What needs to be done –
Please give the rows again from the first line up to and including the line with "positive clicks: (123, 418)", swapping "rough mask" for "coarse mask" and leaving everything else unchanged.
══════
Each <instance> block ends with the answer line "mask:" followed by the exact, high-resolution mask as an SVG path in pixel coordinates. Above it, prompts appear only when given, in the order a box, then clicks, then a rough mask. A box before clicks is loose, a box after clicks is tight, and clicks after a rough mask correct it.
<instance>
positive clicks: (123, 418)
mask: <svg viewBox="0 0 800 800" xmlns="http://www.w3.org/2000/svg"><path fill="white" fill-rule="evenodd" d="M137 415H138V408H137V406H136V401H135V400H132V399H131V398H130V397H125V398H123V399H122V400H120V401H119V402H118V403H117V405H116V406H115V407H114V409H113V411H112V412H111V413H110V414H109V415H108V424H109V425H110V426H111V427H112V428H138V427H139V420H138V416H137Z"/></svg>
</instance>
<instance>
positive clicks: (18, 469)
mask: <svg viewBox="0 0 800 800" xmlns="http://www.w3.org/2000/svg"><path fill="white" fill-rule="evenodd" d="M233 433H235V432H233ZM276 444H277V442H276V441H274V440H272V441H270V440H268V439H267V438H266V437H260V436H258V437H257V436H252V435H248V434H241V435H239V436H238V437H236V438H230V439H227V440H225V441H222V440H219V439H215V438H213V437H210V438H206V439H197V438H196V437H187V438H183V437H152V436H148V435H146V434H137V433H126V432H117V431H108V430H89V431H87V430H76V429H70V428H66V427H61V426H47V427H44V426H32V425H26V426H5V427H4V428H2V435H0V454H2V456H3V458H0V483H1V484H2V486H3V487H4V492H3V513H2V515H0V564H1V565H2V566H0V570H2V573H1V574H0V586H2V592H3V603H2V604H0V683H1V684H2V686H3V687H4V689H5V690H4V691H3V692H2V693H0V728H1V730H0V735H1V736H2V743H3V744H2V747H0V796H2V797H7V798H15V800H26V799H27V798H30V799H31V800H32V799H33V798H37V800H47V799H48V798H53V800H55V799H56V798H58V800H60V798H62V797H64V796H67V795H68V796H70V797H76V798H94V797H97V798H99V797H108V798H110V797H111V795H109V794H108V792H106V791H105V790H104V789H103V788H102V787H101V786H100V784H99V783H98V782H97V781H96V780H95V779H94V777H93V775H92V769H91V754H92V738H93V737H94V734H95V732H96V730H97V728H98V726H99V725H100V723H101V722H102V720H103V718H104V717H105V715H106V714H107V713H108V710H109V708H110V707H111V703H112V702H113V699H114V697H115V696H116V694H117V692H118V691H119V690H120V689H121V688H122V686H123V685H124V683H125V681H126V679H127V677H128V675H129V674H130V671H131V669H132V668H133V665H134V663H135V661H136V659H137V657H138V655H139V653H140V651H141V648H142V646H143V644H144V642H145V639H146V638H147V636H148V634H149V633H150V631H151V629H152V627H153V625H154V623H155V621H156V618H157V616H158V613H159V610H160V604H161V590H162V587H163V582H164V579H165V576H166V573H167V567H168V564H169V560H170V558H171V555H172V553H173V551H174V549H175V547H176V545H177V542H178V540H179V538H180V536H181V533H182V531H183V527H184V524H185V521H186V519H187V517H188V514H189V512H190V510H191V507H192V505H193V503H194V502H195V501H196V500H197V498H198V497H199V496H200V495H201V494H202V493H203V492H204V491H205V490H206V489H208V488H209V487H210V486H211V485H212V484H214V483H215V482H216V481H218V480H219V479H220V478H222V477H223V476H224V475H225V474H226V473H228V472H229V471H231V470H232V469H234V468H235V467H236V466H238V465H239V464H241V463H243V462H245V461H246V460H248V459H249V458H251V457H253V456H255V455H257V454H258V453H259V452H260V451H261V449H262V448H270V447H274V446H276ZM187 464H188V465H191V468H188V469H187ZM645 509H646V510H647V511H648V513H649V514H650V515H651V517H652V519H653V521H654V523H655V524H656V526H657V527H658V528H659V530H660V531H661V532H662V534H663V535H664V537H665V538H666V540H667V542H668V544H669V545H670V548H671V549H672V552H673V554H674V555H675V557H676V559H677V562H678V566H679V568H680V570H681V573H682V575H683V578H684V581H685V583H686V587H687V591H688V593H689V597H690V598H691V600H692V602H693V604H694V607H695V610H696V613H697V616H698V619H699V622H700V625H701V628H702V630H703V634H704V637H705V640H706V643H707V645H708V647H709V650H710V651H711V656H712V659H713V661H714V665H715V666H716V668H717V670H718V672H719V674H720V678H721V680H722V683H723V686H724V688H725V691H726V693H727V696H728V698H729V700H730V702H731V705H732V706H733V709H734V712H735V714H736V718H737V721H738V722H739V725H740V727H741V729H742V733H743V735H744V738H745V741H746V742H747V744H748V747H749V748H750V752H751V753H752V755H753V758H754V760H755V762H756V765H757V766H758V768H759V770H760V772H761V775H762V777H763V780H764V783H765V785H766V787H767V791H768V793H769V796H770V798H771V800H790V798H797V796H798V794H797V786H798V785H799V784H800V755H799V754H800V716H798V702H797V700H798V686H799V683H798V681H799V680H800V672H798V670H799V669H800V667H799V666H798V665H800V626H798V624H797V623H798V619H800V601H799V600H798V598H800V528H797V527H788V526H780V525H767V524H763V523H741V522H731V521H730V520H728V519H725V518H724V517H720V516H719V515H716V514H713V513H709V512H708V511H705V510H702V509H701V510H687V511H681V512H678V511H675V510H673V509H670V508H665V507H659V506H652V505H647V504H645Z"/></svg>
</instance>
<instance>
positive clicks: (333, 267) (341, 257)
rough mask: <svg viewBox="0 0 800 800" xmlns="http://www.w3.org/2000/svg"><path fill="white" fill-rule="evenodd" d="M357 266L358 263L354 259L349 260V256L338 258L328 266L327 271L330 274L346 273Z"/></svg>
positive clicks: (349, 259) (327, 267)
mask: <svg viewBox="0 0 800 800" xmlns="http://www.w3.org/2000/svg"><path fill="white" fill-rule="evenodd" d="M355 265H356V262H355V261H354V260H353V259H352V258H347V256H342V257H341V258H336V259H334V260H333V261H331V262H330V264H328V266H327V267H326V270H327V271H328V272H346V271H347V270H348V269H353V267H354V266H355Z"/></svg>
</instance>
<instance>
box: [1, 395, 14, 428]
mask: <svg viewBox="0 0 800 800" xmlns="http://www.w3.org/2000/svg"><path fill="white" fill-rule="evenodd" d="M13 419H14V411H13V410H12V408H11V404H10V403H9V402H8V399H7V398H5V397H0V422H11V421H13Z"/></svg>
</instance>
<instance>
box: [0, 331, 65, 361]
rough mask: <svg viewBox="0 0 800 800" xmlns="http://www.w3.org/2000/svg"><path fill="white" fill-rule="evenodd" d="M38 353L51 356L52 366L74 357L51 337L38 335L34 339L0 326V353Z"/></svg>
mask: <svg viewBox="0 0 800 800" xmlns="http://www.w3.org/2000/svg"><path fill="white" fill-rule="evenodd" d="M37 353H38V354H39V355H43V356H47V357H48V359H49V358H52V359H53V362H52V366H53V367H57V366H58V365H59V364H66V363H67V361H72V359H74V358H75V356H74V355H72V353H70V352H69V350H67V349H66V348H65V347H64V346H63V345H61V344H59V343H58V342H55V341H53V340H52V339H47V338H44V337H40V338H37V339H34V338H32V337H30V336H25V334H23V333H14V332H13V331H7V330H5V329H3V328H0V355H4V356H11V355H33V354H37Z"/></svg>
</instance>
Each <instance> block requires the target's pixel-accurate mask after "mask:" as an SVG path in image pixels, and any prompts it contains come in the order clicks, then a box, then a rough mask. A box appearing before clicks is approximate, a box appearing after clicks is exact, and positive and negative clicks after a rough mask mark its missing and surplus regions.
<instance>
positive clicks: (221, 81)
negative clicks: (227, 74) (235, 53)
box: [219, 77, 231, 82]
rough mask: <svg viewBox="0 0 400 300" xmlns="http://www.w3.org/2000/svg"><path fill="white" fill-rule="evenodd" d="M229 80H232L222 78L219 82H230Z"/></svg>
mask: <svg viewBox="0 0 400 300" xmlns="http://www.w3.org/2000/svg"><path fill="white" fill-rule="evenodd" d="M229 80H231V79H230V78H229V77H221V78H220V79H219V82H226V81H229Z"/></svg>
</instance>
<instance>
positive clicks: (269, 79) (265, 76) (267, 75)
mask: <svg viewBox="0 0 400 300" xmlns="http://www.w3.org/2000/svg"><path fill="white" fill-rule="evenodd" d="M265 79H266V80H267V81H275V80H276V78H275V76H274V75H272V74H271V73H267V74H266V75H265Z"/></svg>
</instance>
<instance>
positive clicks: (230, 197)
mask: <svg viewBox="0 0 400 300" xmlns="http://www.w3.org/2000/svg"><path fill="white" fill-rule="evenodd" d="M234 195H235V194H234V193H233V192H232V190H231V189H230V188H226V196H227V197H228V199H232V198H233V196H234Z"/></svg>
══════
Answer space –
Each <instance> block ends with the answer line "mask:" followed by the exact, high-resolution mask as an SVG path in pixel coordinates. Above it, prompts appear only when given, in the order a box, then clicks, then a coarse mask. A box before clicks is loose, a box after clicks is tight, and clicks after a coarse mask correct it.
<instance>
positive clicks: (123, 418)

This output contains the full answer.